* [How to complete this task]
Starting at the first line, copy the data below through to the end, exactly.

● ● ● ●

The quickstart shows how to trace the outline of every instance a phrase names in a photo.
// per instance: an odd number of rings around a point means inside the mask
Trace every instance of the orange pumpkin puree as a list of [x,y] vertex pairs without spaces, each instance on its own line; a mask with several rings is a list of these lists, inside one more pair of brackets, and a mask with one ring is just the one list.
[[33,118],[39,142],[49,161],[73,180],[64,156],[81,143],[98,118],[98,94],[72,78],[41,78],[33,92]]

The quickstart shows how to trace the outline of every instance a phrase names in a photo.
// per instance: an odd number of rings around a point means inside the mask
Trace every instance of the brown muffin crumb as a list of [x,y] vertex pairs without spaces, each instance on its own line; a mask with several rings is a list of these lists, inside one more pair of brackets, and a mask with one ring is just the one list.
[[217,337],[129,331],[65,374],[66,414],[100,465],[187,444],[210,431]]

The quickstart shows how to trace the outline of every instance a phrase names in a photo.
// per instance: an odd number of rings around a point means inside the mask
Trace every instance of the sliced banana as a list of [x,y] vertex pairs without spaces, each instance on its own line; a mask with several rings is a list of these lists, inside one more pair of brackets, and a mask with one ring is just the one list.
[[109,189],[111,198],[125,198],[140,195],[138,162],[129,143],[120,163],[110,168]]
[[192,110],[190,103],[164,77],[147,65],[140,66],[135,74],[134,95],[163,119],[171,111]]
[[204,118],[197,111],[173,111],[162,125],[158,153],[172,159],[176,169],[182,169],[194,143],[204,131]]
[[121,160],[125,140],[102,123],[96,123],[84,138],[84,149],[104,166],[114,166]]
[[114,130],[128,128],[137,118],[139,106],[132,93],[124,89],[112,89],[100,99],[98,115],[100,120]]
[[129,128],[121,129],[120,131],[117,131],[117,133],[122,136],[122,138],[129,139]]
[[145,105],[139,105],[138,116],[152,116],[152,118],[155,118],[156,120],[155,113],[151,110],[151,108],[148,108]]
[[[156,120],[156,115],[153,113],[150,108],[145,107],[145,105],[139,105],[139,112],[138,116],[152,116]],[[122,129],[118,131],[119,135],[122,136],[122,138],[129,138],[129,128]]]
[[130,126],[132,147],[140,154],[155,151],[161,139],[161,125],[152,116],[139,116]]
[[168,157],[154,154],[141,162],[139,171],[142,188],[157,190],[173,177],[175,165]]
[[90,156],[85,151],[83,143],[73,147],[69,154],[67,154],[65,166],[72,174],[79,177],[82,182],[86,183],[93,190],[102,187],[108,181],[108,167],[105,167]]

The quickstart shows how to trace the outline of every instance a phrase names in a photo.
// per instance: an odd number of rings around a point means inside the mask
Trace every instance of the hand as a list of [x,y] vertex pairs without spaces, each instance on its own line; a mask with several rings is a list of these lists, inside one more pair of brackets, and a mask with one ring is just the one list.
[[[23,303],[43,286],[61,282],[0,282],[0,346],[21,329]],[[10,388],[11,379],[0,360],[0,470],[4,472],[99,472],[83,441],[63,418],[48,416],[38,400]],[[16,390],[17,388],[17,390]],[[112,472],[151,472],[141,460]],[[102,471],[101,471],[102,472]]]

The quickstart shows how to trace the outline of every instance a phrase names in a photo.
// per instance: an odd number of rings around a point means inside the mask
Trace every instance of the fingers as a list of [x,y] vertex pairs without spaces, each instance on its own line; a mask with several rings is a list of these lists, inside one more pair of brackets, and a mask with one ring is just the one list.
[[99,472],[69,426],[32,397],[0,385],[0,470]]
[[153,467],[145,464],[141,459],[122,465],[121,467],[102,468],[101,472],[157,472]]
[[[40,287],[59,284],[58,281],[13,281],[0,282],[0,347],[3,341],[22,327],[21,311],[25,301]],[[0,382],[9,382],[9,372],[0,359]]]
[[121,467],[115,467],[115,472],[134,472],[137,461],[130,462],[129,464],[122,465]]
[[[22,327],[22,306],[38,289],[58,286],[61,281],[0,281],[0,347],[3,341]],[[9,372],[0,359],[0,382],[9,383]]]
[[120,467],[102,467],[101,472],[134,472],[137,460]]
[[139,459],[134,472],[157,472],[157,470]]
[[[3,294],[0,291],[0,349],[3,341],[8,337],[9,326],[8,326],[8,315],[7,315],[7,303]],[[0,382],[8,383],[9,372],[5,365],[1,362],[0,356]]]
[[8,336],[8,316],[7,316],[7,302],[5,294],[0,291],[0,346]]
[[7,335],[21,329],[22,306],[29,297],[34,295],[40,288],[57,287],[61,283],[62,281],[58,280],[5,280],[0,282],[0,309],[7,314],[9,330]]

● ● ● ●

* [Response area]
The quickstart shows how to trace the outline of every instance a phrase names in a photo.
// per instance: an odd number of rings around a point means inside the mask
Trace every instance of the orange pumpkin puree as a list of [x,y] vertex pairs without spaces, each instance on its own line; a mask with several rings is a list of these lists, inside one more pair of brackets, and a mask with one ring is just the one list.
[[33,118],[39,142],[49,161],[73,180],[64,156],[81,143],[98,118],[98,94],[72,78],[41,78],[33,92]]

The quickstart shows how to trace the outline of every instance a phrase names in a photo.
// per instance: an odd number of rings around a point means inside the mask
Trace every instance of the brown muffin crumb as a list of [x,y] vertex pairs without spaces, each instance on its own line; a mask with several rings is a list of these lists, inside one more pair of brackets, and a mask with one ring is just the one list.
[[217,337],[129,331],[65,374],[66,414],[100,465],[187,444],[210,431]]

The quickstart shows how to trace the outline of every instance a phrase names in a photo.
// per instance: an odd number of rings around a point means inside the mask
Trace every instance of the sliced banana as a list of [x,y] vertex pairs without spaces, each instance on its own line; a mask with several rings is a list of these lists, inside one more pair of brackets, and a mask with one ring is just the one list.
[[109,189],[111,198],[125,198],[140,195],[138,162],[129,143],[120,163],[110,168]]
[[192,110],[190,103],[164,77],[147,65],[140,66],[135,74],[134,95],[163,119],[171,111]]
[[204,118],[197,111],[173,111],[162,125],[158,153],[172,159],[176,169],[182,169],[194,143],[204,131]]
[[121,160],[125,140],[102,123],[96,123],[84,138],[84,149],[104,166],[114,166]]
[[114,130],[128,128],[137,118],[139,106],[132,93],[124,89],[112,89],[100,99],[98,115],[100,120]]
[[129,128],[121,129],[120,131],[117,131],[117,133],[122,136],[122,138],[129,139]]
[[145,105],[139,105],[138,116],[152,116],[152,118],[155,118],[156,120],[155,113],[151,110],[151,108],[148,108]]
[[[156,120],[156,115],[153,113],[150,108],[145,107],[145,105],[139,105],[139,112],[138,116],[152,116]],[[122,129],[118,131],[119,135],[122,136],[122,138],[129,138],[129,128]]]
[[130,126],[132,147],[140,154],[155,151],[161,139],[161,125],[152,116],[139,116]]
[[168,157],[154,154],[141,162],[139,171],[142,188],[157,190],[173,177],[175,165]]
[[90,156],[85,151],[83,143],[73,147],[69,154],[67,154],[65,166],[72,174],[79,177],[82,182],[86,183],[93,190],[102,187],[108,181],[108,167],[105,167]]

The quickstart shows how to trace the outline of every instance a phrase names in a photo.
// per instance: an odd number of rings around a point means inside the mask
Trace every instance of the hand as a list of [x,y] vertex pairs without spaces, each instance on its own line; a mask with several rings is a list of these lists, inside one more pair of brackets, and a mask with one ring is just the one list.
[[[23,303],[43,286],[61,282],[0,282],[0,346],[21,329]],[[10,388],[11,379],[0,360],[0,470],[4,472],[99,472],[83,441],[63,418],[48,416],[38,400]],[[16,390],[17,388],[17,390]],[[112,472],[151,472],[141,460]],[[102,471],[101,471],[102,472]]]

The quickstart shows how to trace the outline of every instance a phrase names in a photo.
// per instance: an odd number of rings around a point means inside the mask
Trace every instance of the fingers as a list of [x,y] vertex pairs without spaces, each instance on its own line; a mask with several rings is a list of these lists, inside one more pair of brackets, and a mask with one ring is just the one list.
[[99,472],[69,426],[32,397],[0,385],[0,470]]
[[153,467],[145,464],[141,459],[122,465],[121,467],[102,468],[101,472],[157,472]]
[[[40,287],[59,284],[58,281],[13,281],[0,282],[0,347],[3,341],[22,327],[21,311],[25,301]],[[0,382],[9,382],[9,372],[0,359]]]
[[121,467],[115,467],[115,472],[134,472],[137,461],[130,462],[129,464],[122,465]]
[[[22,327],[22,306],[38,289],[58,286],[61,281],[0,281],[0,347],[3,341]],[[9,372],[0,359],[0,382],[9,383]]]
[[120,467],[102,467],[101,472],[134,472],[137,460]]
[[139,459],[134,472],[157,472],[157,470]]
[[[3,294],[0,291],[0,349],[3,341],[8,337],[9,326],[8,326],[8,315],[7,315],[7,303]],[[0,382],[8,383],[9,372],[5,365],[1,362],[0,356]]]
[[8,336],[8,316],[7,316],[7,302],[5,294],[0,291],[0,346]]
[[7,335],[21,329],[22,306],[29,297],[34,295],[40,288],[57,287],[61,283],[62,281],[58,280],[5,280],[0,282],[0,309],[7,314],[9,330]]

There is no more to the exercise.